§ Exercise text
The International Monetary Fund (IMF) has released an assessment on Malta’s economy which focused on the effects of the Russian invasion of Ukraine and the subsidy of energy prices among other issues.
The IMF said that Malta’s economy recovered strongly after the worst economic decline ever as a result of the COVID-19 pandemic. They noted that economic growth picked up and inflation remained among the lowest in the eurozone, in large part due to the Government freezing energy prices.
Economic growth is expected to slow down to 3.25 per cent in 2023 due to weaker consumer purchasing power leading to a reduction in demand for goods. Inflation is expected to drop to 3.25 per cent by the end of 2023.
Malta is also expected to avoid both a recession and a deep slowdown in economic growth due to a strong rebound in tourism and the fast-growing, recession-resilient igaming sector.
Assessment of the energy-subsidy policy and possible ways forward
Malta’s energy sector was described as ‘unique’ within the European context by the IMF.
This is due to the energy sector not being fully liberalised, with Enemed and Enemalta being the sole petroleum product and electricity companies in the country. This allowed the country to enact rapid direct intervention in the market as the war erupted.

§ Data supplied

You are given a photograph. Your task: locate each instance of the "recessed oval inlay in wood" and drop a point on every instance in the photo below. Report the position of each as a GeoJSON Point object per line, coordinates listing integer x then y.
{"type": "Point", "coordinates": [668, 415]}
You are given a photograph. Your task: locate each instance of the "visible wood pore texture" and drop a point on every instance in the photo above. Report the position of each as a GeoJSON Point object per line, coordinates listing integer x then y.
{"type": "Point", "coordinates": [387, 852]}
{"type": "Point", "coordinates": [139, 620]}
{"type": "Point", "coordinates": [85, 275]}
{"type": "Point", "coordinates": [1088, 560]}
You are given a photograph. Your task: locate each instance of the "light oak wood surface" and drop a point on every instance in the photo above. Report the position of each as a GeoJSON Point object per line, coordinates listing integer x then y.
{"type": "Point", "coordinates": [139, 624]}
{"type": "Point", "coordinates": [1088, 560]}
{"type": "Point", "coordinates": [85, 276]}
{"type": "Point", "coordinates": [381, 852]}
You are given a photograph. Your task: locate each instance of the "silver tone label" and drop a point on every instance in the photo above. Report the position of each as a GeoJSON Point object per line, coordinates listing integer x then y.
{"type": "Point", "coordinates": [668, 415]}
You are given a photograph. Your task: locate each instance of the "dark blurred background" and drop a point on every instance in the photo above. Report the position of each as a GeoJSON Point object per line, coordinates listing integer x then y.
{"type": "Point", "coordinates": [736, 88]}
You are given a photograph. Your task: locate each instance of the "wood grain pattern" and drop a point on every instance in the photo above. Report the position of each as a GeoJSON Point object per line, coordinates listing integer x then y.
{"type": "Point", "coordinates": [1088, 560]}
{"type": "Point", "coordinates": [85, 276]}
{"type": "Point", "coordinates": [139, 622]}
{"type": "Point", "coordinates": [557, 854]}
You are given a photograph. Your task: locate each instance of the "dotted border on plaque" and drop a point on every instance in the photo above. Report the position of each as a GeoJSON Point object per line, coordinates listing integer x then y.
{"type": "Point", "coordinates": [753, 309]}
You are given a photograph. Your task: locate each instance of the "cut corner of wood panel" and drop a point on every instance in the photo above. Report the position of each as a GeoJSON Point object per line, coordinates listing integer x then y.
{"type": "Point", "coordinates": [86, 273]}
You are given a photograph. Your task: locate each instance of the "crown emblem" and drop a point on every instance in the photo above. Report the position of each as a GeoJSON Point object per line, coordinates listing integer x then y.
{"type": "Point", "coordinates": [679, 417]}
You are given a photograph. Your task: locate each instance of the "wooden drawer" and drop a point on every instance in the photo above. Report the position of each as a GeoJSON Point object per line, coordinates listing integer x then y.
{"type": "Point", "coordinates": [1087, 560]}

§ What the task requires
Transcribe the passage of the article on Malta's economy from "Assessment of the" to "by the IMF.".

§ Result below
Assessment of the energy-subsidy policy and possible ways forward
Malta’s energy sector was described as ‘unique’ within the European context by the IMF.